Südeuropa leidet unter Rekordhitze. Bei uns ist es
kühl, weil die westliche Strömung vom Atlantik kommt.
Doch eine so konstante Westlage mit permanent grenzwertiger
Böigkeit habe ich bei der Planung der Reise sicher nicht
erwartet. Uns wird hier nichts geschenkt, wir müssen es uns
erarbeiten.
Smygehuk
ist bemerkenswert. Und sehenswert: Der südlichste Punkt
Schwedens. Und ein ehemaliger Kalkbruch. Es sieht aus, als
schwämmen die Boote in Milch. Vom Grund lösen sich
bizarre, quadratmetergroße Algenpakete. Sie tauchen auf,
driften ziellos herum, der Schwefelkohlenstoff entweicht. Es riecht
schwefelig, bis so viel Gas entwichen ist, dass der Auftrieb nicht mehr
genügt und das Paket wieder auf den Grund absinkt. Der
Leuchtturm ist besteigbar, auf dem Weg dahin soll man die Kreuzottern
nicht erschrecken -sie könnten dann beißen! Ich sehe
zwar keine, glaube aber, auf dem Weg ihre typischen Spuren im Sand
gesehen zu haben.
Für
Donnerstag ist das eigentliche Ding vorgesehen: Ein langer Schlag bei
passendem Wind, um für den Rest der Reise wieder
Gestaltungsspielraum zu haben. Wir wollen
nach…Klintholm…Rødvig…nein,
doch nach Klintholm. Die Prognose ist alles andere als toll: Der Wind
dreht von Südwest auf West und wieder zurück. Vierzig
Meilen ohne wenigstens einen Anlieger? Das kann eigentlich nur dazu
führen, dass wir Kräfte vergeuden, uns ins Nirvana
segeln und die bisher perfekte Stimmung den Bach runter geht. Paula
findet: Das wollen wir nicht. Wir wollen lieber den langen Schlag
unterteilen, und dazu passend gibt es ja den Falsterbokanal. Die
Einfahrt ist fünfzehn Meilen entfernt, im Kanal
müssen wir nur eine Meile motoren und die Öffnung der
Klappbrücke abwarten, dann wollen wir nochmal zehn Meilen
segeln um Falsterbo herum nach Skanör. Das wäre der
passende Ausgangspunkt für Samstag – bei Nordwest
zwanzig Meilen rüber nach Rødvig.
Sonnenschein,
Gischfontänen, Rauschefahrt – natürlich
geht es nicht ohne Holeschläge, aber es ist ein wirklich
toller Segeltag. Bis zwei Meilen vor Kanal der Wind
einschläft. Ich zögere mit dem Naheliegenden, dem
Starten des Außenborders. Schließlich ist es zu
spät, mit Vollgas die Sechzehnuhrbrücke zu schaffen.
-*-
*AUFGABEN*.
• A. Beantworte anhand des Reiseberichts kurz:
(i) Welcher Punkt Schwedens ist Smygehuk?
(ii) Warum ist es bei uns kühl?
(iii) Wie viele Meilen ist die Einfahrt zum Falsterbokanal entfernt?
• B. Tausche in der gesamten Auflistung „Target“ gegen „Label“ aus und gib sie sonst unverändert wieder.
Der Reisebericht und die Auflistung haben nichts miteinander zu tun.
-*-
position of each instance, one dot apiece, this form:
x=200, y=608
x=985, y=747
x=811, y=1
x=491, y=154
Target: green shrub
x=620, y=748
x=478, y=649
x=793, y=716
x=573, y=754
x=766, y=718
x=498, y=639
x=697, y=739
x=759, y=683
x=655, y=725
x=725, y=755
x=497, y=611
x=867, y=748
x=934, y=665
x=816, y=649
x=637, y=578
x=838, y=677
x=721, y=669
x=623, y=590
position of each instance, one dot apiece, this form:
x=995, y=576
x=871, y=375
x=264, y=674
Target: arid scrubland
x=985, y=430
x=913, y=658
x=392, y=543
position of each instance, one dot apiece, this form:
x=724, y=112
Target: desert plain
-*-
*LÖSUNGEN*.
• A.
(i) Der südlichste Punkt Schwedens.
(ii) Weil die westliche Strömung vom Atlantik kommt.
(iii) Fünfzehn Meilen.

• B.
position of each instance, one dot apiece, this form:
x=200, y=608
x=985, y=747
x=811, y=1
x=491, y=154
Label: green shrub
x=620, y=748
x=478, y=649
x=793, y=716
x=573, y=754
x=766, y=718
x=498, y=639
x=697, y=739
x=759, y=683
x=655, y=725
x=725, y=755
x=497, y=611
x=867, y=748
x=934, y=665
x=816, y=649
x=637, y=578
x=838, y=677
x=721, y=669
x=623, y=590
position of each instance, one dot apiece, this form:
x=995, y=576
x=871, y=375
x=264, y=674
Label: arid scrubland
x=985, y=430
x=913, y=658
x=392, y=543
position of each instance, one dot apiece, this form:
x=724, y=112
Label: desert plain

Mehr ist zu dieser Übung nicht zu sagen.